PROVIDED DATA
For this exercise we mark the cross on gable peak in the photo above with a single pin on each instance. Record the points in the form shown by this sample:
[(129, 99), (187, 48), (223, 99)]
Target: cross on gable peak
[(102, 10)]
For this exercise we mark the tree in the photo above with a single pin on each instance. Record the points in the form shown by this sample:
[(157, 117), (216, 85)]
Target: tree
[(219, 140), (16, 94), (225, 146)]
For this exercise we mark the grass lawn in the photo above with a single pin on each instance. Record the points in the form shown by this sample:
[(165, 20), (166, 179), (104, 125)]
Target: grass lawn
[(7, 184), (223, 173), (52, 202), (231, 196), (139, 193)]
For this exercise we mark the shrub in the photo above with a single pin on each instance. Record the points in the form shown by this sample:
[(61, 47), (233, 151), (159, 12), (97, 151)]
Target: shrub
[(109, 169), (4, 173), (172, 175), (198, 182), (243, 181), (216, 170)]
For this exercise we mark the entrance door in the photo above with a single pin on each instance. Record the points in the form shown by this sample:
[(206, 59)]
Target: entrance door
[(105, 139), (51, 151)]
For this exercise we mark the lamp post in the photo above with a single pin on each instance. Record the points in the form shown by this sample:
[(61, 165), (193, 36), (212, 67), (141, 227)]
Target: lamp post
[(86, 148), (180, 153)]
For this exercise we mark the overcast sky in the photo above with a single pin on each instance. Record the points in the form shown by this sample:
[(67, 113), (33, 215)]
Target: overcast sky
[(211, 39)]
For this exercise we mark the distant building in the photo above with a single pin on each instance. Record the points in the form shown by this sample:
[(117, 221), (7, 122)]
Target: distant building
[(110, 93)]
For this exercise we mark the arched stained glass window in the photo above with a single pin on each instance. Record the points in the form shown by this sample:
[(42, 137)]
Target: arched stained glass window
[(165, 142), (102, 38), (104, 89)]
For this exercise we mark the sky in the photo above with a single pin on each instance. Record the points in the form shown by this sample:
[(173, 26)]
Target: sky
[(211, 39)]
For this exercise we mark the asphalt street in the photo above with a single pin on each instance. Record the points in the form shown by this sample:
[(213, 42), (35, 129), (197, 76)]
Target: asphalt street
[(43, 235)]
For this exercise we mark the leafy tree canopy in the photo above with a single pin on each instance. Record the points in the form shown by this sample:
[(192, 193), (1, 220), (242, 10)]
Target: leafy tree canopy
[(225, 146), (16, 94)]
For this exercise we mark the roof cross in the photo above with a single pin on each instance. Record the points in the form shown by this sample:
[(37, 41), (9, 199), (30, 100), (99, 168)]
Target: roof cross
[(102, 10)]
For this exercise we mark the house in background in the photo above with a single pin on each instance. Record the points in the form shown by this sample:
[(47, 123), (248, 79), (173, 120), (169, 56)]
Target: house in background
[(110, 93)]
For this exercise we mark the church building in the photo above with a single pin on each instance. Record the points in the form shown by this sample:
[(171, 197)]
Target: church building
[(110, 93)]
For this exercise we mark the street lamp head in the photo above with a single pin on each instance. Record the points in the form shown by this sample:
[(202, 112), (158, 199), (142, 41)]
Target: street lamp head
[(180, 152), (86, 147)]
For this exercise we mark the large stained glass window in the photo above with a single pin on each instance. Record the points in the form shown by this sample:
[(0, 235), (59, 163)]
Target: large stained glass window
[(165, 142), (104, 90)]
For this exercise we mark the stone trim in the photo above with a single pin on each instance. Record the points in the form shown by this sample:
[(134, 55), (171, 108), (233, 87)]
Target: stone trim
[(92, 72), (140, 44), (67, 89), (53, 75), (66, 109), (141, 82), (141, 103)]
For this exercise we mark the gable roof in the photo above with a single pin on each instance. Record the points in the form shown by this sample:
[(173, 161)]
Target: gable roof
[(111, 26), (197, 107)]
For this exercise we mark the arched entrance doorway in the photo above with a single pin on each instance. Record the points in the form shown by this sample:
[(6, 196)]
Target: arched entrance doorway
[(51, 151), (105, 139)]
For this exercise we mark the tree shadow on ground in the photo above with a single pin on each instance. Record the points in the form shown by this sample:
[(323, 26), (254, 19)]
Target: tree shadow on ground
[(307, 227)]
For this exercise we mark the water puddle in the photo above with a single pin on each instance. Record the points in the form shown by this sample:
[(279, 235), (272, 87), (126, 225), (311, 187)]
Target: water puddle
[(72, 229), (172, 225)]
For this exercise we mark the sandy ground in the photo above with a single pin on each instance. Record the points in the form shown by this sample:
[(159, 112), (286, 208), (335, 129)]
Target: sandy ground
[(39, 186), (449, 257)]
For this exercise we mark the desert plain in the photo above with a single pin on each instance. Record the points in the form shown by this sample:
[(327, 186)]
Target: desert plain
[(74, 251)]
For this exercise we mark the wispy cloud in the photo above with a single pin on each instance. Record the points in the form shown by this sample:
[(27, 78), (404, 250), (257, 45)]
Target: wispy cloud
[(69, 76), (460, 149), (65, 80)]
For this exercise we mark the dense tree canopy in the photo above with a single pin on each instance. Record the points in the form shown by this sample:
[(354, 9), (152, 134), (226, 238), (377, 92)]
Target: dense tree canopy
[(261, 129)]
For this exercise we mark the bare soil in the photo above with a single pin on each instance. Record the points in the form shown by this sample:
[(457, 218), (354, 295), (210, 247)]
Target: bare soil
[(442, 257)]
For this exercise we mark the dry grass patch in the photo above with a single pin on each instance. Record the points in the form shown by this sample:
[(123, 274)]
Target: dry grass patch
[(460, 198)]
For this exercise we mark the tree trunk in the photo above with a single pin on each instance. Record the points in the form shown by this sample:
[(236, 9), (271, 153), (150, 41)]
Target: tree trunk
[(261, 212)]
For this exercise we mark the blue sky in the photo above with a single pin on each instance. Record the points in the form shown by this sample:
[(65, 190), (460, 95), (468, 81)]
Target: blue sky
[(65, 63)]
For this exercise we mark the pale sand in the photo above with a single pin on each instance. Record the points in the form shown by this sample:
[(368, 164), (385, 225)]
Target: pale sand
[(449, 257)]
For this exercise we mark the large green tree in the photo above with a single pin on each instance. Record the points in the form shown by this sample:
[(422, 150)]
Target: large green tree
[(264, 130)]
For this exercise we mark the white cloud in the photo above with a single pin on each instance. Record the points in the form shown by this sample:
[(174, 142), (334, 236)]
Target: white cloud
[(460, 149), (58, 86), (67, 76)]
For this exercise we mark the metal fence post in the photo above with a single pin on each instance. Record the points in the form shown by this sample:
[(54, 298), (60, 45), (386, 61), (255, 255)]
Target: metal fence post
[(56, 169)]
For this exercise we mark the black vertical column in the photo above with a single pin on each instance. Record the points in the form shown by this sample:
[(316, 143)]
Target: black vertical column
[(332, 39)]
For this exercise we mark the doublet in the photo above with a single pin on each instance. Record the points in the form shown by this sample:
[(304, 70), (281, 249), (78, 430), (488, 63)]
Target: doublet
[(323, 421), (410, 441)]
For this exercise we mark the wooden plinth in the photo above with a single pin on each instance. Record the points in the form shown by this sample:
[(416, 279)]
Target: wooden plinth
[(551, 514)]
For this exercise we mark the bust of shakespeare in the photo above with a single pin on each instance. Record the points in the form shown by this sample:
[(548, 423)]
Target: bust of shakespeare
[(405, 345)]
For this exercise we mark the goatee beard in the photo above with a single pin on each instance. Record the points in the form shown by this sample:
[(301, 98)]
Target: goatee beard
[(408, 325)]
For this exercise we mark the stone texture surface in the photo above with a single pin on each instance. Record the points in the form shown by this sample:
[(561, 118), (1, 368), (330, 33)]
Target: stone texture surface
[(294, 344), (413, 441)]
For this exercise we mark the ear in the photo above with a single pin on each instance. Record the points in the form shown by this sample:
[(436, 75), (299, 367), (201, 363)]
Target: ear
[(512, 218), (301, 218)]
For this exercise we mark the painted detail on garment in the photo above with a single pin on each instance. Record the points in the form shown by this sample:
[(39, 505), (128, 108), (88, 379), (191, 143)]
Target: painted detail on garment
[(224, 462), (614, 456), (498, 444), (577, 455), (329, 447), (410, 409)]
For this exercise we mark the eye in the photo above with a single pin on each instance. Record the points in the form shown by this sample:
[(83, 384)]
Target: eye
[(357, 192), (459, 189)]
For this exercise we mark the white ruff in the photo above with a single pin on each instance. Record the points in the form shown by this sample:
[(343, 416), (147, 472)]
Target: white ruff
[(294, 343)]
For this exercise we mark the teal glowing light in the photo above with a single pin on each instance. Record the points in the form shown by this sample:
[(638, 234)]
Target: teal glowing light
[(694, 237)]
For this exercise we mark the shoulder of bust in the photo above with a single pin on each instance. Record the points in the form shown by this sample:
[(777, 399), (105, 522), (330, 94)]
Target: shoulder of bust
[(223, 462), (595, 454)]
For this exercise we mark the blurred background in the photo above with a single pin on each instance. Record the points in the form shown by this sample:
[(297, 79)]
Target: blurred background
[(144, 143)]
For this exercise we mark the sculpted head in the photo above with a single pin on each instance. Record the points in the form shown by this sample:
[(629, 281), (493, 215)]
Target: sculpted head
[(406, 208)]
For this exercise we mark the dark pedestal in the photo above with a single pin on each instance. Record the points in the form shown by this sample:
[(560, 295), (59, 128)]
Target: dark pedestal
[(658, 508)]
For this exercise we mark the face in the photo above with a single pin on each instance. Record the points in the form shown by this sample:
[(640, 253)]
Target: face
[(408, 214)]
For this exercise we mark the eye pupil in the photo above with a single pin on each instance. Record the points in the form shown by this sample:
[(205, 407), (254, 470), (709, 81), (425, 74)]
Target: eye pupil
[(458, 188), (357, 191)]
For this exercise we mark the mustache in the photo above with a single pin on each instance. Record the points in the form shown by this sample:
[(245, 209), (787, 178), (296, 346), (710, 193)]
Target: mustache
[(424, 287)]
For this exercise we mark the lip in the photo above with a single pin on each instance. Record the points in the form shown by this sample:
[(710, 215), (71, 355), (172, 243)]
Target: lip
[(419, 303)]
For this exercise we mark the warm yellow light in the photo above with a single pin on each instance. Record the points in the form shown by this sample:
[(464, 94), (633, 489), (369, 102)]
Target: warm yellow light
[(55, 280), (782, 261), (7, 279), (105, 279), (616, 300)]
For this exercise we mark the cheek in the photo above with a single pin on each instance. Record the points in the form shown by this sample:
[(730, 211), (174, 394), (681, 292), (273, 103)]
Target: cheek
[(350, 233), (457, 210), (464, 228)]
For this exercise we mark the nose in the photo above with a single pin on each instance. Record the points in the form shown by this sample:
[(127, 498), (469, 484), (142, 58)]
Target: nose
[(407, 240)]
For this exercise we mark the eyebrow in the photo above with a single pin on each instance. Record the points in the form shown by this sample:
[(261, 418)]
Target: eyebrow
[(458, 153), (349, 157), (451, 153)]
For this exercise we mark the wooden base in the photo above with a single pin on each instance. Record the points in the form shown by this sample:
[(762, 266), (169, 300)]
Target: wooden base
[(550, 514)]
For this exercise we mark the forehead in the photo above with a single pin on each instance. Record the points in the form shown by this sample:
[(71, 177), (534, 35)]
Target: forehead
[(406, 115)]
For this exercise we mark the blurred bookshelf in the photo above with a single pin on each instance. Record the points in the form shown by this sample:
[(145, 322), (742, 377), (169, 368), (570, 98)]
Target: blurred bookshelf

WHAT THIS TASK INVOLVES
Please copy out the material above word for word, starting with the line that contains "For this exercise we mark the tree in" and going on through the line that contains "[(219, 140), (16, 94), (225, 146)]".

WRITTEN SOLUTION
For this exercise we mark the tree in the photo above with a single pin on each instance. Record the points in the form shown by this sample:
[(157, 117), (216, 85)]
Target: tree
[(219, 140), (16, 94), (225, 146)]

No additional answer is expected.